> [Your objective]:
Go through the entries below and collect each line with the string "vintage" in it.

(Saved entries)
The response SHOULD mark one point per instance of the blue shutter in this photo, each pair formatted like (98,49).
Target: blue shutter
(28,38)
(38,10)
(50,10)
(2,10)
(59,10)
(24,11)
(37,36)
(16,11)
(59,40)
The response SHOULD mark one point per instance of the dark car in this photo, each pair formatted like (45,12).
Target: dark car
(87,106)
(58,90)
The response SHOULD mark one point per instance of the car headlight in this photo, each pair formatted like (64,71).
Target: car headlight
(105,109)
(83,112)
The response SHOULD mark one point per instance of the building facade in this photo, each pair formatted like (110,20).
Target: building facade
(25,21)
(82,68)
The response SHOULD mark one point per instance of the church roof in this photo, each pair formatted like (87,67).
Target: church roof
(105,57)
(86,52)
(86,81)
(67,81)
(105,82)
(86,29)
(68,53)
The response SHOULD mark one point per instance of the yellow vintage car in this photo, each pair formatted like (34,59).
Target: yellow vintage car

> [Solution below]:
The response SHOULD mark one point per instance of the yellow vintage car in this photo, each pair formatted like (34,59).
Target: yellow vintage car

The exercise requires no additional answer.